Dataset rows:

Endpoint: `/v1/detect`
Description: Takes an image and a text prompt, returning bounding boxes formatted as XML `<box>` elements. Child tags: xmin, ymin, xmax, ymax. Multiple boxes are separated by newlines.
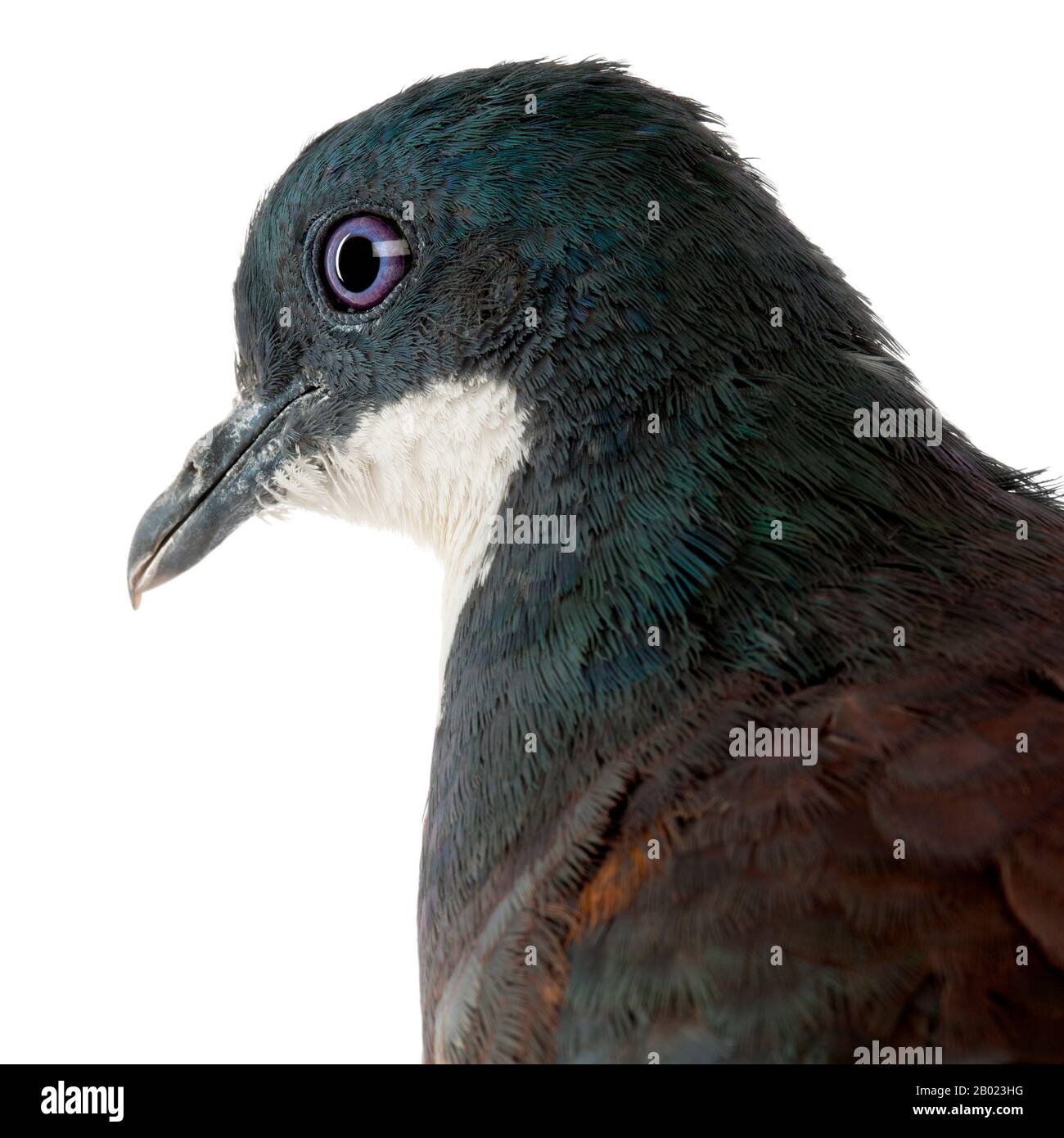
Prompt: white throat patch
<box><xmin>273</xmin><ymin>376</ymin><xmax>525</xmax><ymax>662</ymax></box>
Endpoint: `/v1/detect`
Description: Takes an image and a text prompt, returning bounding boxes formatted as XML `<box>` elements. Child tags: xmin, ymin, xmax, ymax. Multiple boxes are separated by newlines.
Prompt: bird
<box><xmin>128</xmin><ymin>59</ymin><xmax>1064</xmax><ymax>1064</ymax></box>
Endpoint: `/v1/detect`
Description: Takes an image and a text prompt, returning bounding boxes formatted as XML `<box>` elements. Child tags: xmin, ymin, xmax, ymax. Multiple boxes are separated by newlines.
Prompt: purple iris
<box><xmin>322</xmin><ymin>214</ymin><xmax>410</xmax><ymax>312</ymax></box>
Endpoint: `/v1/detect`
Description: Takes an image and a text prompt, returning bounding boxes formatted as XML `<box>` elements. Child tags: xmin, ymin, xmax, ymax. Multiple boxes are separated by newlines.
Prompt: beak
<box><xmin>128</xmin><ymin>383</ymin><xmax>320</xmax><ymax>609</ymax></box>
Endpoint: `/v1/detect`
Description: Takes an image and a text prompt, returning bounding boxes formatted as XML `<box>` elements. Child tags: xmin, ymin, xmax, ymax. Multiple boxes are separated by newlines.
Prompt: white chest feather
<box><xmin>273</xmin><ymin>377</ymin><xmax>525</xmax><ymax>660</ymax></box>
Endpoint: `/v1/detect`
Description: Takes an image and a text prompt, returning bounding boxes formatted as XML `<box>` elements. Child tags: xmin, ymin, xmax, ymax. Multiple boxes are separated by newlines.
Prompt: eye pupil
<box><xmin>318</xmin><ymin>214</ymin><xmax>411</xmax><ymax>312</ymax></box>
<box><xmin>336</xmin><ymin>233</ymin><xmax>380</xmax><ymax>292</ymax></box>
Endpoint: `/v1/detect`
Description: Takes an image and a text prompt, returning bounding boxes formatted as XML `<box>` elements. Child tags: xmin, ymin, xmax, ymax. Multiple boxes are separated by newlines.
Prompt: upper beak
<box><xmin>128</xmin><ymin>383</ymin><xmax>318</xmax><ymax>609</ymax></box>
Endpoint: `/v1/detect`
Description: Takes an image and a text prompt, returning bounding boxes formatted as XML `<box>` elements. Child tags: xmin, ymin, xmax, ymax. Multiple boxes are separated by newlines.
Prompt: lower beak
<box><xmin>128</xmin><ymin>385</ymin><xmax>318</xmax><ymax>609</ymax></box>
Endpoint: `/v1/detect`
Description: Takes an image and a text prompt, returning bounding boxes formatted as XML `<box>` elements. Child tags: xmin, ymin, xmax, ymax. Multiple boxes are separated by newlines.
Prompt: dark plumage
<box><xmin>130</xmin><ymin>62</ymin><xmax>1064</xmax><ymax>1063</ymax></box>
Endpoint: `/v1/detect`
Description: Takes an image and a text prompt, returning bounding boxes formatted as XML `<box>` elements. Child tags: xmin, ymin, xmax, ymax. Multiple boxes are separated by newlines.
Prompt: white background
<box><xmin>0</xmin><ymin>0</ymin><xmax>1064</xmax><ymax>1062</ymax></box>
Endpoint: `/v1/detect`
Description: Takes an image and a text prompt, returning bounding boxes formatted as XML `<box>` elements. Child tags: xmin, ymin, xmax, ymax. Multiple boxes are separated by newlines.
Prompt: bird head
<box><xmin>128</xmin><ymin>61</ymin><xmax>877</xmax><ymax>607</ymax></box>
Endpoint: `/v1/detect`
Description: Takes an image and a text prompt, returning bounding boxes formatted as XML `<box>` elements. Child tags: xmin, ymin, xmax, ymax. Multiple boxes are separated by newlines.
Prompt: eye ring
<box><xmin>320</xmin><ymin>213</ymin><xmax>411</xmax><ymax>312</ymax></box>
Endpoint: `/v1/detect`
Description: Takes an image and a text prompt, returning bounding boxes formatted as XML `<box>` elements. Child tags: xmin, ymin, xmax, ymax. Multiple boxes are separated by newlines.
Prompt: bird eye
<box><xmin>322</xmin><ymin>214</ymin><xmax>410</xmax><ymax>312</ymax></box>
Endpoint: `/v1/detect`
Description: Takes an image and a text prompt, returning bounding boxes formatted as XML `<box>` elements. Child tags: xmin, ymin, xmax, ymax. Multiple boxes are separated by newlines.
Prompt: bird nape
<box><xmin>128</xmin><ymin>61</ymin><xmax>1064</xmax><ymax>1063</ymax></box>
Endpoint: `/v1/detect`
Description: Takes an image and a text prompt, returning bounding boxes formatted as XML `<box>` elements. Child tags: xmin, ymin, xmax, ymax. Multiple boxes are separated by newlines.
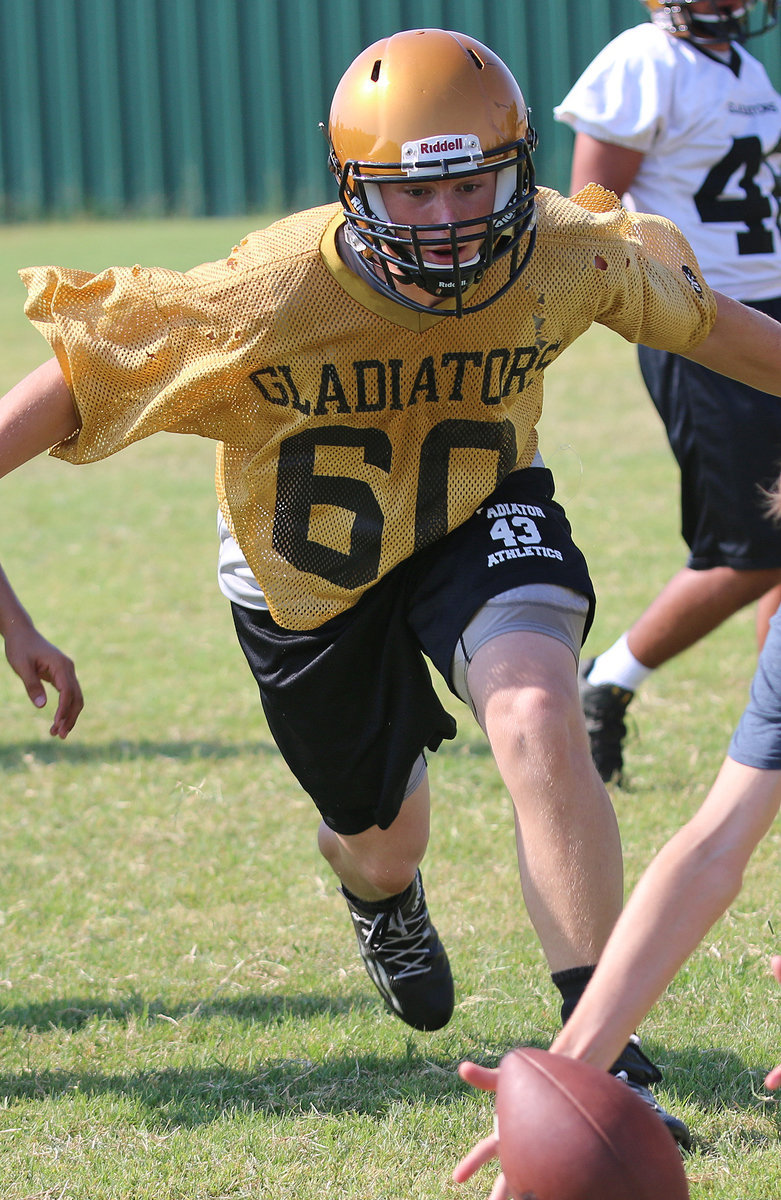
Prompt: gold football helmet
<box><xmin>641</xmin><ymin>0</ymin><xmax>777</xmax><ymax>46</ymax></box>
<box><xmin>328</xmin><ymin>29</ymin><xmax>536</xmax><ymax>317</ymax></box>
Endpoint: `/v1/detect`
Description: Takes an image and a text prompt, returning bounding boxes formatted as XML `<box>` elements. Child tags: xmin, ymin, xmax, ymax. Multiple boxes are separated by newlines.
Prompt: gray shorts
<box><xmin>404</xmin><ymin>583</ymin><xmax>589</xmax><ymax>799</ymax></box>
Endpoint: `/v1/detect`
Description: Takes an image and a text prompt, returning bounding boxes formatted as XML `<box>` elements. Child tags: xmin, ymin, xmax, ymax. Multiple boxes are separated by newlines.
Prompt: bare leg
<box><xmin>627</xmin><ymin>566</ymin><xmax>781</xmax><ymax>668</ymax></box>
<box><xmin>318</xmin><ymin>775</ymin><xmax>429</xmax><ymax>900</ymax></box>
<box><xmin>757</xmin><ymin>584</ymin><xmax>781</xmax><ymax>650</ymax></box>
<box><xmin>469</xmin><ymin>632</ymin><xmax>623</xmax><ymax>972</ymax></box>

— WORK REQUIRED —
Gather every line from the dataset rows above that contains the word "white". Case counts.

— REPLY —
Prompt: white throat patch
Prompt: white chest feather
Prompt: white background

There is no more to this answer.